*TASK TO CARRY OUT*:
Both the line below containing "Target: textured white mat" and the line containing "Pixel coordinates per instance, written like (334,418).", along with every line between them, should be repeated exactly; no other line belongs in the answer.

PROVIDED MATERIAL Block Start

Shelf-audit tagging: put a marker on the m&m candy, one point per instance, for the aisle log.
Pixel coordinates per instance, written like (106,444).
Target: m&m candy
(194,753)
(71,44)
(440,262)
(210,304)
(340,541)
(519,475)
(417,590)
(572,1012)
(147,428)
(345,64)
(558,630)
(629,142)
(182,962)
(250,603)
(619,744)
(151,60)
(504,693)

PROVIDED MATERIAL Block End
PROVIDED MATERIAL Block Start

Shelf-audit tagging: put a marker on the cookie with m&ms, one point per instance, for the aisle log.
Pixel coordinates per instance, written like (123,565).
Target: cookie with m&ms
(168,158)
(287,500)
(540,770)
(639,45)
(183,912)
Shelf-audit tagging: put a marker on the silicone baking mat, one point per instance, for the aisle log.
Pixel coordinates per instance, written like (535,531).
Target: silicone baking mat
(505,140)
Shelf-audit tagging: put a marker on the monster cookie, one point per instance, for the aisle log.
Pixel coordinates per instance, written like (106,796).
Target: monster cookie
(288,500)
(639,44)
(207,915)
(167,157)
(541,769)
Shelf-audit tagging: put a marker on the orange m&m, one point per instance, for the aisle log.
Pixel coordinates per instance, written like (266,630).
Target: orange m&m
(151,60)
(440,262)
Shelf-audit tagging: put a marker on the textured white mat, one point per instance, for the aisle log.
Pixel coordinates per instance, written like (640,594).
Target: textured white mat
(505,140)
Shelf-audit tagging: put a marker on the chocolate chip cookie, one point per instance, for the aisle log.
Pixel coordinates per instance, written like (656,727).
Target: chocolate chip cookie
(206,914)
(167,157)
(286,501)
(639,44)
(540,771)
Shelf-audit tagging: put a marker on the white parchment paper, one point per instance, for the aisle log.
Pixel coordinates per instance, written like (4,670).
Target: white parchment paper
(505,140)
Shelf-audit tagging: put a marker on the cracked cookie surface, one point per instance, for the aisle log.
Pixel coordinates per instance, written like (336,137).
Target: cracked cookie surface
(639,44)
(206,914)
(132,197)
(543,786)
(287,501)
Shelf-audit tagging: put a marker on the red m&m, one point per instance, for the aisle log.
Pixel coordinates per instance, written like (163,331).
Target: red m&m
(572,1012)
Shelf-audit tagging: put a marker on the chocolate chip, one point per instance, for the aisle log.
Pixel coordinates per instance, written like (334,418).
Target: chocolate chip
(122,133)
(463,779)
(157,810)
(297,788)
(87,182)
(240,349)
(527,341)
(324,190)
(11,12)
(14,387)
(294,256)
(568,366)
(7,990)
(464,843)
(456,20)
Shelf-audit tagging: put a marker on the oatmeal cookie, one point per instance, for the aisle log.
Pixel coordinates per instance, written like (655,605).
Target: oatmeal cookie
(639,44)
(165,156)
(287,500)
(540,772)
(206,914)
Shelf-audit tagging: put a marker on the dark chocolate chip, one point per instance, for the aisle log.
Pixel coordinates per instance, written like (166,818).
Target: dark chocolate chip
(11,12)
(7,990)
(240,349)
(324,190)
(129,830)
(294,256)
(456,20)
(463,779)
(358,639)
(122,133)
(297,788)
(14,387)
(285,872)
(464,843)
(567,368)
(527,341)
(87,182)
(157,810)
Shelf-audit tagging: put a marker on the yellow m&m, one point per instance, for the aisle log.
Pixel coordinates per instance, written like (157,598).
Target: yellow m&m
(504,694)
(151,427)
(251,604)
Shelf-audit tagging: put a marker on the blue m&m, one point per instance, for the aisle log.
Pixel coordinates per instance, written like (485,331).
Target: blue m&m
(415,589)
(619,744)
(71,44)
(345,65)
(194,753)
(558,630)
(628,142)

PROVIDED MATERIAL Block End

*EXERCISE RESULT*:
Target: textured white mat
(505,140)
Shelf-audit tagging: put a marker on the chocolate chip cookie, one point per instance, for the aisle log.
Pixel coordinates per instance, written like (656,727).
Target: chocolate chip cookie
(206,914)
(167,157)
(286,501)
(639,44)
(540,771)
Shelf-audit tagging: put a marker on the white parchment paper, one point per instance, for the aisle log.
Pixel coordinates per instance, written like (4,670).
Target: white parchment paper
(505,140)
Shelf-audit tagging: put a marker on the cracked cookie surface, one point per instance, for the aisle log.
Pixel coordinates per instance, written like (336,137).
Target: cracked cookie surface
(639,44)
(206,914)
(132,197)
(543,786)
(287,501)
Shelf-audit tagging: put a marker on the red m&m, one point per instance, for the aisle log.
Pixel coordinates per instance, written like (163,331).
Target: red m&m
(572,1012)
Shelf-audit tagging: put a marker on the chocolate chip, one point per instance, for the aisle log.
Pixel coordinates per instance, written like (334,418).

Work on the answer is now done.